Paul Chambers / Bass On Top

1957年リリース。ハード・バップを代表するベーシスト、ポール・チェンバースのリーダー作です。メンバーはポール・チェンバース(ベース)、ケニー・バレル(ギター)、ハンク・ジョーンズ(ピアノ)、アート・テイラー(ドラムス)。

先日別のレビューでも書きましたが、私の一番好きなジャズ・ベーシストはこのポール・チェンバースなのです。ブルーノートでは間違いなく一番の売れっ子であり、堅実なプレイができるのは当然のこと、メロディアスなベースラインが独特。また、彼のアルコプレイ(弓を使ってベースを演奏する奏法)は、ポール・チェンバースのお家芸と言ってもよいものでした。
本作はそんなチェンバースの、リーダー作としては3作目の作品です。

ベーシストがリーダーとなる作品は、どうしても地味になりがちです。ベースという楽器自体が派手な音を鳴らすものではなく、音楽を(音程的に)下の方から支えるような役割を担っているので、仕方ないと思います。でも、本作はベーシストの割には強い存在感を示します。
冒頭の”Yesterdays” がスタートすると、いきなりアルコを使ったプレイがスタート。ベースと言うよりチェロに近い(もちろん音はチェロよりずっと低いです)感じがしますね。あくまでベースで主旋律を奏でるという、ジャズのベースのイメージとは少し異なる雰囲気の曲です。
アルコを使った演奏では、このアルバムでは “The Theme” でも披露してくれるのですが、ここまで熱いベースを聴かせてくれるのは嬉しいです。

もちろん、アルコだけがチェンバースの魅力ではなくて、ピチカート奏法においても、冒頭に書いたようにメロディアスなプレイが素晴らしいです。しっかりリードを取ってメロディを奏でていますからね。

さて本作品、チェンバースの変幻自在なベースプレイが魅力であることは当然なんですが、何と言っても共演しているメンバーの演奏が素晴らしいです。ケニー・バレルのギター、ハンク・ジョーンズのピアノ、アート・テイラーのドラムス。ものすごい一体感です。
____________________
# 出題内容 1
上のアルバムレビューを一字一句変えずに再現してください。

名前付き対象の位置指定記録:
____________________
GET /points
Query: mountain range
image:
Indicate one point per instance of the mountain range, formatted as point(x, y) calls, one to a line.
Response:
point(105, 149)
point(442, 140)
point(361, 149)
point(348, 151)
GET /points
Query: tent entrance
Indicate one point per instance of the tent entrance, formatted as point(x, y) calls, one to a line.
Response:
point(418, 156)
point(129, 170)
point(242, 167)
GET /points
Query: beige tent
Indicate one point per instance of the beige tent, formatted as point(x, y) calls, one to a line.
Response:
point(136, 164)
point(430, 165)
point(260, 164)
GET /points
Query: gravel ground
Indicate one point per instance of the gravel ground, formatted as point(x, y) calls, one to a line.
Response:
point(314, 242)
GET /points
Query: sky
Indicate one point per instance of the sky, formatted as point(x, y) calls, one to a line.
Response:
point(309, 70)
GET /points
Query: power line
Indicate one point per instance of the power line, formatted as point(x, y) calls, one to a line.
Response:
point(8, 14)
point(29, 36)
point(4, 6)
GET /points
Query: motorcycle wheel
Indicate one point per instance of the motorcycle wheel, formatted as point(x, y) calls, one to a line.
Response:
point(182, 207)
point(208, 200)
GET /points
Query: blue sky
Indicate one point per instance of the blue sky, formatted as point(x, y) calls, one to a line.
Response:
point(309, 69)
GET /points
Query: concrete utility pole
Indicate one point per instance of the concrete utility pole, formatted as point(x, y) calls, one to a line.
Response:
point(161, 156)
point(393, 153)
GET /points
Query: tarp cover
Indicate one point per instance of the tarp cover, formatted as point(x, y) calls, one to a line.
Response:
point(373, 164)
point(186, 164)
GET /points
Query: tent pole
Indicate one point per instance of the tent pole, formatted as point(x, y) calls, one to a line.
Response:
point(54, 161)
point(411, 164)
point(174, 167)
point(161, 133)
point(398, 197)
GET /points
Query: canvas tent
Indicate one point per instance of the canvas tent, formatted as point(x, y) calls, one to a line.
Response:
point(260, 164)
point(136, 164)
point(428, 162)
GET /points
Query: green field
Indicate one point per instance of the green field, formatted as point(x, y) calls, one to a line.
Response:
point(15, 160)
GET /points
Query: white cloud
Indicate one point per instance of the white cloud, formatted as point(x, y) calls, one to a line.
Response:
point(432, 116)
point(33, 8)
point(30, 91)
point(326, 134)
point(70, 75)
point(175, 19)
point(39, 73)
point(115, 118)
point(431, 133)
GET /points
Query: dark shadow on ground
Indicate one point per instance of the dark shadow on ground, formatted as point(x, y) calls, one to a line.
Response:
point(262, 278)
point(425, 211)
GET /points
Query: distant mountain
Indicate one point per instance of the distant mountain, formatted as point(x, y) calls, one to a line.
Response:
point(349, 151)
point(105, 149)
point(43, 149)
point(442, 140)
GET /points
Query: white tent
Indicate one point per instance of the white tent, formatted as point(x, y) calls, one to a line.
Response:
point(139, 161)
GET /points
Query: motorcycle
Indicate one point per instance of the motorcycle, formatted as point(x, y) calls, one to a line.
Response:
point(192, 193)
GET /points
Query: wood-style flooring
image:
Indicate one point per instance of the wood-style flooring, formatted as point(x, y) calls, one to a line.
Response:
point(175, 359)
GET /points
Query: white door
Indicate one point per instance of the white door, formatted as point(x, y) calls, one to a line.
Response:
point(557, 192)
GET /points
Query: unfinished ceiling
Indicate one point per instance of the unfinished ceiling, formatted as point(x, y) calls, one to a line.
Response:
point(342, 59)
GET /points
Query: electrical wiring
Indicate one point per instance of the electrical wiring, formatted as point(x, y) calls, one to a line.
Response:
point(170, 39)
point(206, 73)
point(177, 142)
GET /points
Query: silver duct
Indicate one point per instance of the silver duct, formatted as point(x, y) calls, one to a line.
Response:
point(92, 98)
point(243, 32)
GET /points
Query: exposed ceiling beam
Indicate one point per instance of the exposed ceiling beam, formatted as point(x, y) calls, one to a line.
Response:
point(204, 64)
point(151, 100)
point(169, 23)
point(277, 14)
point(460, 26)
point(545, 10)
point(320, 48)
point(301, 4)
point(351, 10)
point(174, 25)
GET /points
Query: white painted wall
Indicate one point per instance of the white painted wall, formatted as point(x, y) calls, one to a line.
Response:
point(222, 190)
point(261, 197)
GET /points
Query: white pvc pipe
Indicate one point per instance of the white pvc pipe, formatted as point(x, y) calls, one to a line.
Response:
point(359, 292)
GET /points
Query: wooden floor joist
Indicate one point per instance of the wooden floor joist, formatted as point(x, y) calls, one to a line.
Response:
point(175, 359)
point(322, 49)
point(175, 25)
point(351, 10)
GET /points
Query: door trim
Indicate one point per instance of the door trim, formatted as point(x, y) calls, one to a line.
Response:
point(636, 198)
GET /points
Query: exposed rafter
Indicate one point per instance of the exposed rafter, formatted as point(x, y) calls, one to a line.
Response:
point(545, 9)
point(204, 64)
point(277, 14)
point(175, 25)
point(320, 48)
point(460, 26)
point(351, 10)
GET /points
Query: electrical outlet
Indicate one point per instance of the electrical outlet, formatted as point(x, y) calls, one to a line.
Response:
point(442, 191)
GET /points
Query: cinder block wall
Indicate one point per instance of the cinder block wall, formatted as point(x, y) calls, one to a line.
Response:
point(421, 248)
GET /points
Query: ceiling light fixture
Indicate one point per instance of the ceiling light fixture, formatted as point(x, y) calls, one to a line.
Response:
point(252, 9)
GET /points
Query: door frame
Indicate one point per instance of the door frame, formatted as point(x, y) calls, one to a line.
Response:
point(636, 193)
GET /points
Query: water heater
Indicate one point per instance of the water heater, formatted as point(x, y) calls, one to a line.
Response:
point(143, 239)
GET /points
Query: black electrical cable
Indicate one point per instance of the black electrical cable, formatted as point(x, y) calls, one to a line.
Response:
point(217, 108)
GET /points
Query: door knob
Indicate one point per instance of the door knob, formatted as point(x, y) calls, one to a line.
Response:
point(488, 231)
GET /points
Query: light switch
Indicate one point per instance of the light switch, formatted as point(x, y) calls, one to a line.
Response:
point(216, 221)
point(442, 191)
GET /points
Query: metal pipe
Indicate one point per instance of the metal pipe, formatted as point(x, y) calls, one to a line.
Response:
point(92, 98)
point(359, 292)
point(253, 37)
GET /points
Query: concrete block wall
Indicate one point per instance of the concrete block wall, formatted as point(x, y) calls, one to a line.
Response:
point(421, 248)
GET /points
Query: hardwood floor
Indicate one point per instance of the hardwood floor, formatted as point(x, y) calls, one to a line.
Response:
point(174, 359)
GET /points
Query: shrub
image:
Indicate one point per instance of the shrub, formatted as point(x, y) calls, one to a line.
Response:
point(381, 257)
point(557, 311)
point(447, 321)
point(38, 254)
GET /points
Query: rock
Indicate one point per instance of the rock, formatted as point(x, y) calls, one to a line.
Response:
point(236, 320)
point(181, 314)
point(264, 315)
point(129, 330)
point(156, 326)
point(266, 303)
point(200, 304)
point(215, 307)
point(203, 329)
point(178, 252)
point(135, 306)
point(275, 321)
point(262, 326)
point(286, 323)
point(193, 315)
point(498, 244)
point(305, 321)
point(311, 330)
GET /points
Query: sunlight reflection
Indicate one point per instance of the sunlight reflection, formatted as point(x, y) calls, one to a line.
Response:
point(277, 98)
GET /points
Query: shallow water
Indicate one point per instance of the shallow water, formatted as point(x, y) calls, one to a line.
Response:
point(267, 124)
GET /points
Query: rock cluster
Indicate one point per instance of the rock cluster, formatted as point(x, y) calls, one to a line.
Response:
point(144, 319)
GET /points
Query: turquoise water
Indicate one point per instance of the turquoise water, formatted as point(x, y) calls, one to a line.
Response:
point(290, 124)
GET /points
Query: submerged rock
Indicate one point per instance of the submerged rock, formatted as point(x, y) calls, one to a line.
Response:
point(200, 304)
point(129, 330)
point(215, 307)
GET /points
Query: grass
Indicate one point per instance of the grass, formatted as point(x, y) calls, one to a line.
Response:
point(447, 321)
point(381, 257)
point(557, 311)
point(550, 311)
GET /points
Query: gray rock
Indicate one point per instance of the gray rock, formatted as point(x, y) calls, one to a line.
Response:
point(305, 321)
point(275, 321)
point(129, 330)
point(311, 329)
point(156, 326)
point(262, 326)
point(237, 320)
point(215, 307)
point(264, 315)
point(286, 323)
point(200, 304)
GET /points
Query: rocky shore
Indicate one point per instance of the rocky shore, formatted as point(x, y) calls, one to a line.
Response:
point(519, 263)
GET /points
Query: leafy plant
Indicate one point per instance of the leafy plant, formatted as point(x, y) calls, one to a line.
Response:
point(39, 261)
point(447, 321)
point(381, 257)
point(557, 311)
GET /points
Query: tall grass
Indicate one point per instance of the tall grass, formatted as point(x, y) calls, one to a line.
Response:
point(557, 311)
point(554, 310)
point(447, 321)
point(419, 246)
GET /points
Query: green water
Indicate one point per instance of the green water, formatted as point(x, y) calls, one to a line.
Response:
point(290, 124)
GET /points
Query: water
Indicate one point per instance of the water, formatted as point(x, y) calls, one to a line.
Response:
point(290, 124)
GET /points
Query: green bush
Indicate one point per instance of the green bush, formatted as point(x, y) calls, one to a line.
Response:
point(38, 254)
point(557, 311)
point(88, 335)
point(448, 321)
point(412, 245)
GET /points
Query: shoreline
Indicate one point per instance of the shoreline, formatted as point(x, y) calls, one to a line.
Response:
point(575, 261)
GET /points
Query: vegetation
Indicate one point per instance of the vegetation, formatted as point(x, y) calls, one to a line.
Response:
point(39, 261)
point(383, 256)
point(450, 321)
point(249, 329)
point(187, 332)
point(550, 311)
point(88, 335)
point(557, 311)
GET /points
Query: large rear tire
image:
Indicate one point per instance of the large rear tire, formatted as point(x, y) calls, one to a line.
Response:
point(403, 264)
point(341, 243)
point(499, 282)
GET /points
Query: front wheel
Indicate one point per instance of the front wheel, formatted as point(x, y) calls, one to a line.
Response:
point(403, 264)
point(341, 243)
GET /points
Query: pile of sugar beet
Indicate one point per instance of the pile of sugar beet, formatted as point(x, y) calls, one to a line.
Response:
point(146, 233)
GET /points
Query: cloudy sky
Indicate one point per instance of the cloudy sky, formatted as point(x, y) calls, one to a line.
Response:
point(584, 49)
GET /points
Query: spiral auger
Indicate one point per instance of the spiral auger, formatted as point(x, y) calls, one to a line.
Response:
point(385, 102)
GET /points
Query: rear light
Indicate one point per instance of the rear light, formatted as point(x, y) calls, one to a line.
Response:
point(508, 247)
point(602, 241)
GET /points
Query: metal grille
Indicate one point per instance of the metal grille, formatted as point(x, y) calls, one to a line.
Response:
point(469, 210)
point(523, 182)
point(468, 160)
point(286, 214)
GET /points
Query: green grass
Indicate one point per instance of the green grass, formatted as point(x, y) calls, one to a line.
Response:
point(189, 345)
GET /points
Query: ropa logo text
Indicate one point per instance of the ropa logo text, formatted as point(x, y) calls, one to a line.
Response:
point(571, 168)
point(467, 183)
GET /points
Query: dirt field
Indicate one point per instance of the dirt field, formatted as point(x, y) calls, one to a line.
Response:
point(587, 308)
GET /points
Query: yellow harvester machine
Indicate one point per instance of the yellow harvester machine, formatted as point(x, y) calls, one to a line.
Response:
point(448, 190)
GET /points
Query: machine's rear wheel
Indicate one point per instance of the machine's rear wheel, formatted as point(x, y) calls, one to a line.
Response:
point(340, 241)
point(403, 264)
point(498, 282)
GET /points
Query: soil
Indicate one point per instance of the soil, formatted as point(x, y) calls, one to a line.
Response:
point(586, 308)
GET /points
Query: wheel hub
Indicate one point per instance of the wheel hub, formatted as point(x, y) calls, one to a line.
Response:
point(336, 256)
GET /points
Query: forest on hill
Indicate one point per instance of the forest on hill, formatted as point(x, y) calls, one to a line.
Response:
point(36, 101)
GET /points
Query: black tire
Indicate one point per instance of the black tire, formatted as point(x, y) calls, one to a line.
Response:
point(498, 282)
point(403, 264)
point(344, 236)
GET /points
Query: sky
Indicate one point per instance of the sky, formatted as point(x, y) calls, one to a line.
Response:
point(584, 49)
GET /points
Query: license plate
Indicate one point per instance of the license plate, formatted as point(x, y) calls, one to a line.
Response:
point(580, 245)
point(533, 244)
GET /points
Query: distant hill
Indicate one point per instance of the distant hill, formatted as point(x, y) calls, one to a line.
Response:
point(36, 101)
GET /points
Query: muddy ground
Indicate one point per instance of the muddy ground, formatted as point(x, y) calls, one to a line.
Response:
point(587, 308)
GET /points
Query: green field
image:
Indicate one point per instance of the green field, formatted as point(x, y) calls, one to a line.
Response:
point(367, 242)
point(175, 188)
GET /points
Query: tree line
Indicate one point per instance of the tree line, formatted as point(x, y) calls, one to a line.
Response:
____________________
# 出題内容 2
記録の先頭から「point(186, 164)」を含む行まで（両端を含む）を、空行を除き、1行を1つの文字列とするJSONリストに書き直してください。

# 解答全文 1
Paul Chambers / Bass On Top

1957年リリース。ハード・バップを代表するベーシスト、ポール・チェンバースのリーダー作です。メンバーはポール・チェンバース(ベース)、ケニー・バレル(ギター)、ハンク・ジョーンズ(ピアノ)、アート・テイラー(ドラムス)。

先日別のレビューでも書きましたが、私の一番好きなジャズ・ベーシストはこのポール・チェンバースなのです。ブルーノートでは間違いなく一番の売れっ子であり、堅実なプレイができるのは当然のこと、メロディアスなベースラインが独特。また、彼のアルコプレイ(弓を使ってベースを演奏する奏法)は、ポール・チェンバースのお家芸と言ってもよいものでした。
本作はそんなチェンバースの、リーダー作としては3作目の作品です。

ベーシストがリーダーとなる作品は、どうしても地味になりがちです。ベースという楽器自体が派手な音を鳴らすものではなく、音楽を(音程的に)下の方から支えるような役割を担っているので、仕方ないと思います。でも、本作はベーシストの割には強い存在感を示します。
冒頭の”Yesterdays” がスタートすると、いきなりアルコを使ったプレイがスタート。ベースと言うよりチェロに近い(もちろん音はチェロよりずっと低いです)感じがしますね。あくまでベースで主旋律を奏でるという、ジャズのベースのイメージとは少し異なる雰囲気の曲です。
アルコを使った演奏では、このアルバムでは “The Theme” でも披露してくれるのですが、ここまで熱いベースを聴かせてくれるのは嬉しいです。

もちろん、アルコだけがチェンバースの魅力ではなくて、ピチカート奏法においても、冒頭に書いたようにメロディアスなプレイが素晴らしいです。しっかりリードを取ってメロディを奏でていますからね。

さて本作品、チェンバースの変幻自在なベースプレイが魅力であることは当然なんですが、何と言っても共演しているメンバーの演奏が素晴らしいです。ケニー・バレルのギター、ハンク・ジョーンズのピアノ、アート・テイラーのドラムス。ものすごい一体感です。

# 解答全文 2
[
  "GET /points",
  "Query: mountain range",
  "image:",
  "Indicate one point per instance of the mountain range, formatted as point(x, y) calls, one to a line.",
  "Response:",
  "point(105, 149)",
  "point(442, 140)",
  "point(361, 149)",
  "point(348, 151)",
  "GET /points",
  "Query: tent entrance",
  "Indicate one point per instance of the tent entrance, formatted as point(x, y) calls, one to a line.",
  "Response:",
  "point(418, 156)",
  "point(129, 170)",
  "point(242, 167)",
  "GET /points",
  "Query: beige tent",
  "Indicate one point per instance of the beige tent, formatted as point(x, y) calls, one to a line.",
  "Response:",
  "point(136, 164)",
  "point(430, 165)",
  "point(260, 164)",
  "GET /points",
  "Query: gravel ground",
  "Indicate one point per instance of the gravel ground, formatted as point(x, y) calls, one to a line.",
  "Response:",
  "point(314, 242)",
  "GET /points",
  "Query: sky",
  "Indicate one point per instance of the sky, formatted as point(x, y) calls, one to a line.",
  "Response:",
  "point(309, 70)",
  "GET /points",
  "Query: power line",
  "Indicate one point per instance of the power line, formatted as point(x, y) calls, one to a line.",
  "Response:",
  "point(8, 14)",
  "point(29, 36)",
  "point(4, 6)",
  "GET /points",
  "Query: motorcycle wheel",
  "Indicate one point per instance of the motorcycle wheel, formatted as point(x, y) calls, one to a line.",
  "Response:",
  "point(182, 207)",
  "point(208, 200)",
  "GET /points",
  "Query: blue sky",
  "Indicate one point per instance of the blue sky, formatted as point(x, y) calls, one to a line.",
  "Response:",
  "point(309, 69)",
  "GET /points",
  "Query: concrete utility pole",
  "Indicate one point per instance of the concrete utility pole, formatted as point(x, y) calls, one to a line.",
  "Response:",
  "point(161, 156)",
  "point(393, 153)",
  "GET /points",
  "Query: tarp cover",
  "Indicate one point per instance of the tarp cover, formatted as point(x, y) calls, one to a line.",
  "Response:",
  "point(373, 164)",
  "point(186, 164)"
]